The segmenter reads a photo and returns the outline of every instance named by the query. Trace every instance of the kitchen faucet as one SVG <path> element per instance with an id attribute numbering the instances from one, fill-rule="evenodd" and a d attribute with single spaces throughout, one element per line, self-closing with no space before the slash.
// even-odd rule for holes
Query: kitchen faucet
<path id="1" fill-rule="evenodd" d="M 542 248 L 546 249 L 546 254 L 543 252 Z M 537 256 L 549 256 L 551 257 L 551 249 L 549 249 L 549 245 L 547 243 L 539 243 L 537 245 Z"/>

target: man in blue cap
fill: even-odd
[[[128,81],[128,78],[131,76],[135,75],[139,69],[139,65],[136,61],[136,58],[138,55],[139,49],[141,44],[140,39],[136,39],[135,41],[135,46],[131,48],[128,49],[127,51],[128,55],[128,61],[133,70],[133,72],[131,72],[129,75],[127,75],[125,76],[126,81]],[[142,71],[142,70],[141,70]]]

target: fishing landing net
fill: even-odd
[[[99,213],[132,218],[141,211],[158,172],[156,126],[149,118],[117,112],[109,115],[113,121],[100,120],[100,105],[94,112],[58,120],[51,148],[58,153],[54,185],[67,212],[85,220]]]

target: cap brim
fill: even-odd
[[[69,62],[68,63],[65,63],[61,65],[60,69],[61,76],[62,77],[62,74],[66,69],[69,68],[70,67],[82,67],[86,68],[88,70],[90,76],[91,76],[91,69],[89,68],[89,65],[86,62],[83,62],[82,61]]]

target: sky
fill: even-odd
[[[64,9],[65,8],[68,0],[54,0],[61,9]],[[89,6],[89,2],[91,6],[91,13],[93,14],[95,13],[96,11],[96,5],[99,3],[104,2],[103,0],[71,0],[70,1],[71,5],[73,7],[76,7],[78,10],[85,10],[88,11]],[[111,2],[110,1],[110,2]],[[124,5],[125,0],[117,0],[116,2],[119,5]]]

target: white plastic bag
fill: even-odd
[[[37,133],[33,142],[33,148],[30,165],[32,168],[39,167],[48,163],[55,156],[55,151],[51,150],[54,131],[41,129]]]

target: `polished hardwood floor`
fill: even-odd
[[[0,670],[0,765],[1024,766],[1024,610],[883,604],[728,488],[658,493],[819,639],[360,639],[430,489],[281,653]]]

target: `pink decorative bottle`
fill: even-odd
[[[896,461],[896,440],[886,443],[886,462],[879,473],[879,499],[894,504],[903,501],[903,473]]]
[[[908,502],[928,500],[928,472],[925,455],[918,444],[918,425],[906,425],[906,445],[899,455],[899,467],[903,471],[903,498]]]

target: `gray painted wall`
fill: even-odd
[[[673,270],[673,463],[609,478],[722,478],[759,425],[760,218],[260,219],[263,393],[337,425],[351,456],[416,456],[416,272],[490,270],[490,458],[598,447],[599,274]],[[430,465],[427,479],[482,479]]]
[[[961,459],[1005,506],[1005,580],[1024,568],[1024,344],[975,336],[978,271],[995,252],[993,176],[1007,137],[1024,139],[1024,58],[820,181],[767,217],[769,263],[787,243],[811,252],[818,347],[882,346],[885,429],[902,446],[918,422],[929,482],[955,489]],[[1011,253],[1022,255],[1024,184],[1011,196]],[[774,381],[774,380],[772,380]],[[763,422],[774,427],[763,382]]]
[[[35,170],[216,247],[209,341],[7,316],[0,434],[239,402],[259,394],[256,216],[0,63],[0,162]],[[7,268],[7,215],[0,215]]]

☆ ☆ ☆ ☆

Your instructions => Print the material once more, exactly.

Task output =>
The segmenter reads a photo and returns the outline of every instance named by the query. Trace every instance of the kitchen faucet as one SVG <path> element per instance with an id attribute numbering the instances from one, fill-rule="evenodd" and a d attribute with single spaces throughout, one element per line, self-closing with no space before the slash.
// even-odd rule for holes
Query: kitchen faucet
<path id="1" fill-rule="evenodd" d="M 542 248 L 546 249 L 546 254 L 543 252 Z M 537 256 L 549 256 L 551 257 L 551 249 L 549 249 L 549 245 L 547 243 L 539 243 L 537 245 Z"/>

target: man in blue cap
fill: even-odd
[[[128,81],[128,78],[131,76],[135,75],[139,69],[139,65],[136,61],[136,58],[138,55],[139,49],[141,44],[140,39],[136,39],[135,41],[135,46],[131,48],[128,49],[127,51],[128,55],[128,61],[133,70],[133,72],[131,72],[129,75],[127,75],[125,76],[126,81]],[[142,71],[142,70],[141,70]]]

target: fishing landing net
fill: even-odd
[[[99,213],[132,218],[141,211],[158,172],[156,126],[149,118],[117,112],[109,115],[113,121],[100,120],[100,105],[94,112],[58,120],[51,148],[58,153],[54,185],[67,212],[85,220]]]

target: cap brim
fill: even-odd
[[[69,62],[68,63],[65,63],[61,65],[60,69],[61,76],[62,77],[62,74],[66,69],[69,68],[70,67],[82,67],[86,68],[88,70],[90,76],[91,76],[91,69],[89,68],[89,65],[86,62],[83,62],[82,61]]]

target: sky
fill: even-odd
[[[64,9],[65,8],[68,0],[54,0],[61,9]],[[89,6],[89,2],[91,6],[91,13],[93,14],[95,13],[96,11],[96,5],[99,3],[104,2],[103,0],[71,0],[70,1],[71,5],[73,7],[76,7],[78,10],[85,10],[88,11]],[[111,2],[110,1],[110,2]],[[124,5],[125,0],[117,0],[116,2],[119,5]]]

target: white plastic bag
fill: even-odd
[[[37,133],[33,142],[33,148],[30,165],[32,168],[39,167],[48,163],[55,156],[55,151],[51,150],[54,131],[41,129]]]

target: `polished hardwood floor`
fill: even-odd
[[[0,670],[0,765],[1024,766],[1024,610],[883,604],[728,488],[658,493],[819,639],[360,639],[430,489],[281,653]]]

target: `pink decorative bottle`
fill: even-odd
[[[896,461],[896,440],[886,443],[886,462],[879,473],[879,499],[894,504],[903,501],[903,473]]]
[[[908,502],[928,500],[928,472],[925,455],[918,444],[918,425],[906,425],[906,445],[899,455],[899,467],[903,471],[903,498]]]

target: `gray painted wall`
fill: even-odd
[[[673,270],[673,463],[609,478],[722,478],[759,425],[760,218],[260,219],[263,393],[337,425],[351,456],[416,456],[416,272],[490,270],[490,458],[598,447],[599,274]],[[430,465],[427,479],[482,479]]]
[[[961,459],[1005,506],[1005,580],[1024,568],[1024,344],[975,336],[978,271],[995,252],[993,176],[1007,137],[1024,139],[1024,58],[820,181],[767,217],[769,263],[787,243],[811,252],[818,347],[882,346],[885,429],[902,446],[918,422],[929,482],[955,489]],[[1011,253],[1022,255],[1024,184],[1011,196]],[[774,381],[774,380],[772,380]],[[763,422],[774,427],[763,382]]]
[[[35,170],[216,247],[209,341],[7,316],[0,434],[239,402],[259,394],[256,216],[0,63],[0,162]],[[7,268],[7,215],[0,215]]]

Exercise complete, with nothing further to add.